作業指示:
雪組『愛の不時着』の記事のうち、「公開されている韓国ミュージカ」から「登場人物が配役されています。」までの部分を一字一句そのまま書き写すこと。

雪組で「愛の不時着」が上演されます。原作は言わずと知れた大ヒット韓国ドラマで、北朝鮮と韓国を舞台に、様々なキャラクターが登場する長編作品です。
宝塚での上演にあたり、主な登場人物や配役、韓国ミュージカル版から予想される場面、楽曲などをまとめてみました。
雪組「愛の不時着」は韓国ミュージカル版に準拠?
「愛の不時着」は2019年のドラマ作品ですが、2022年には韓国でミュージカル化されています。
宝塚歌劇の公式ウェブサイト上では、ドラマの方のクレジットのみだったのですが、雪組の公演ポスターを見ると、韓国ミュージカルの方のプロデューサーや脚本、作曲の方の名前もクレジットされています。
なので、雪組での上演も韓国ミュージカル版に沿ったものになるのかなと想像します。
公開されている韓国ミュージカル版の映像や情報などから、雪組版「愛の不時着」の登場人物や場面などを予想してみたいと思います。
ミュージカル「愛の不時着」主な登場人物
ドラマではリ・ジョンヒョクやユン・セリを取り巻く登場人物が多数登場しますが、韓国ミュージカル版でプリンシパルとして配役が出ているのは、
リ・ジョンヒョク(朝美絢)とユン・セリ(夢白あや)
ク・スンジュン(瀬央ゆりあ)とソ・ダン(華純沙那)のサブカップル
敵役のチョ・チョルガン(諏訪さき)
リ・ジョンヒョクの部下4人組(真那春人、壮海はるま、紀城ゆりや、苑利香輝)
北朝鮮の村の奥様4人組(愛すみれ、杏野このみ、愛羽あやね、琴峰紗あら)
となっています。
ドラマ版で登場するリ・ジョンヒョクやユン・セリの家族、北朝鮮の軍関係者やク・スンジュンの協力者などは、韓国ミュージカル版ではキャスティングされず、一部アンサンブルが演じる形でしたが、宝塚版ではより多くの登場人物が配役されています。
主な登場人物のキャラクターについて、ドラマ版の印象を元にまとめます。
リ・ジョンヒョク:朝美絢
北朝鮮の軍人。第5中隊隊長。父親は軍の最高幹部だが、周りにはそのことを伏せている。元はピアニスト志望だったが、兄の事故死をきっかけに軍人となった。真面目で正義感が強く、部下思いの人物。
リ・ジョンヒョクは村の奥様方も浮足立つようなビジュアルで性格も良い、という完璧な人物です。
兄の死以降あまり感情を動かさずに生きてきたリ・ジョンヒョクが、ユン・セリ(夢白あや)に振り回されながら一緒に過ごすうちに、ムキになったり嫉妬したり、人間らしい不器用な部分がどんどん出てくるところが魅力的だなと思います。
ユン・セリ:夢白あや
韓国の財閥令嬢で、自分のブランド「セリズ・チョイス」を運営する経営者。韓国では有名なセレブで、熱愛スキャンダルも多い。財閥一家に生まれたが、兄二人とは母親が違い婚外子のため、家族とは心理的に距離がある。

データ行:
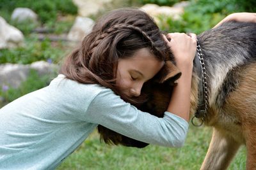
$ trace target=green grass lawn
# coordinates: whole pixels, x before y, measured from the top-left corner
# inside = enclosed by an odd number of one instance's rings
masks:
[[[190,125],[186,143],[181,148],[149,145],[138,149],[100,143],[95,131],[57,169],[198,170],[211,133],[211,128]],[[243,146],[228,169],[245,169],[245,162],[246,151]]]

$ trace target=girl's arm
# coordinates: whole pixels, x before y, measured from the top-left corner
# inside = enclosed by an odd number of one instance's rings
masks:
[[[184,33],[170,33],[167,43],[175,58],[177,66],[182,73],[177,86],[173,88],[167,111],[185,119],[189,119],[190,92],[193,60],[196,50],[196,36]]]
[[[241,12],[232,13],[218,23],[217,25],[214,27],[214,28],[218,27],[224,22],[230,20],[256,22],[256,13]]]

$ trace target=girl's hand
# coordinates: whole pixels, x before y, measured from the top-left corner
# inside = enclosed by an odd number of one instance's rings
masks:
[[[240,12],[234,13],[221,20],[214,28],[218,27],[224,22],[235,20],[237,22],[256,22],[256,13]]]
[[[196,34],[190,34],[188,36],[184,33],[169,33],[166,38],[165,39],[173,53],[177,67],[182,69],[183,67],[193,66],[196,51]]]

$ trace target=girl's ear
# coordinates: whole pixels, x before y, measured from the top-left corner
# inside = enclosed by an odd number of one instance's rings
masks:
[[[169,83],[175,85],[175,81],[181,76],[181,72],[171,61],[166,61],[156,76],[156,81],[159,83]]]

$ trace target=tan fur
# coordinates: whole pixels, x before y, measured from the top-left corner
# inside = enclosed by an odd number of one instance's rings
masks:
[[[242,144],[247,148],[246,169],[256,169],[256,64],[242,71],[239,86],[223,110],[211,106],[205,124],[214,132],[200,169],[226,169]]]

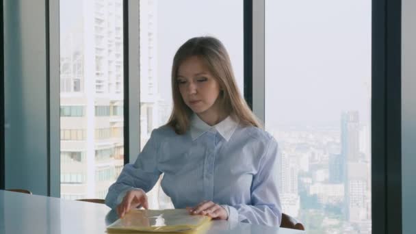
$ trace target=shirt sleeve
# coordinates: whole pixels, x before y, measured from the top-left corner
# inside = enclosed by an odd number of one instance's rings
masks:
[[[128,191],[140,189],[148,192],[157,181],[161,172],[157,170],[159,140],[153,130],[135,162],[126,164],[116,183],[108,189],[105,204],[112,209],[120,204]]]
[[[244,222],[279,226],[282,207],[278,192],[278,146],[272,138],[254,175],[251,185],[251,205],[224,205],[231,222]]]

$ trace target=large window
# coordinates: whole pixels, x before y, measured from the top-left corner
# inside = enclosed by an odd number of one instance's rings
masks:
[[[124,160],[122,0],[60,0],[61,196],[104,198]]]
[[[187,40],[201,36],[220,40],[230,54],[242,94],[244,18],[240,0],[141,0],[140,4],[142,148],[152,130],[166,124],[170,115],[172,62],[174,53]],[[171,207],[159,187],[158,183],[148,194],[151,207]]]
[[[265,1],[265,129],[283,212],[369,233],[371,1]]]

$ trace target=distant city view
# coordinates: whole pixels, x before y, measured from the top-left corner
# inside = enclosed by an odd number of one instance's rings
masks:
[[[371,233],[371,157],[368,125],[357,112],[336,127],[281,126],[283,211],[311,233]]]
[[[371,3],[302,1],[265,1],[265,129],[283,211],[308,233],[371,233]],[[61,196],[104,198],[125,157],[122,0],[60,4]],[[140,0],[138,14],[142,149],[170,116],[172,60],[191,37],[224,42],[242,94],[243,1]],[[150,207],[173,208],[159,181]]]

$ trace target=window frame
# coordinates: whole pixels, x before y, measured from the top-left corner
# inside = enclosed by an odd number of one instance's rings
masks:
[[[3,13],[3,1],[0,11]],[[264,0],[244,0],[244,97],[264,120]],[[401,0],[372,0],[372,203],[374,233],[402,232]],[[139,153],[137,0],[123,0],[125,164]],[[45,1],[47,195],[60,196],[59,0]],[[0,189],[5,186],[4,35],[0,26]],[[257,32],[263,32],[258,34]],[[263,50],[263,51],[262,51]],[[260,60],[257,60],[257,58]],[[262,70],[263,69],[263,70]],[[254,74],[261,75],[253,75]],[[263,92],[262,91],[263,90]],[[135,129],[135,130],[132,130]]]

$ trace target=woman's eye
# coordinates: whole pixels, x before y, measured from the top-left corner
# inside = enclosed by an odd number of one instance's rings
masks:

この課題の解答:
公開されている韓国ミュージカル版の映像や情報などから、雪組版「愛の不時着」の登場人物や場面などを予想してみたいと思います。
ミュージカル「愛の不時着」主な登場人物
ドラマではリ・ジョンヒョクやユン・セリを取り巻く登場人物が多数登場しますが、韓国ミュージカル版でプリンシパルとして配役が出ているのは、
リ・ジョンヒョク(朝美絢)とユン・セリ(夢白あや)
ク・スンジュン(瀬央ゆりあ)とソ・ダン(華純沙那)のサブカップル
敵役のチョ・チョルガン(諏訪さき)
リ・ジョンヒョクの部下4人組(真那春人、壮海はるま、紀城ゆりや、苑利香輝)
北朝鮮の村の奥様4人組(愛すみれ、杏野このみ、愛羽あやね、琴峰紗あら)
となっています。
ドラマ版で登場するリ・ジョンヒョクやユン・セリの家族、北朝鮮の軍関係者やク・スンジュンの協力者などは、韓国ミュージカル版ではキャスティングされず、一部アンサンブルが演じる形でしたが、宝塚版ではより多くの登場人物が配役されています。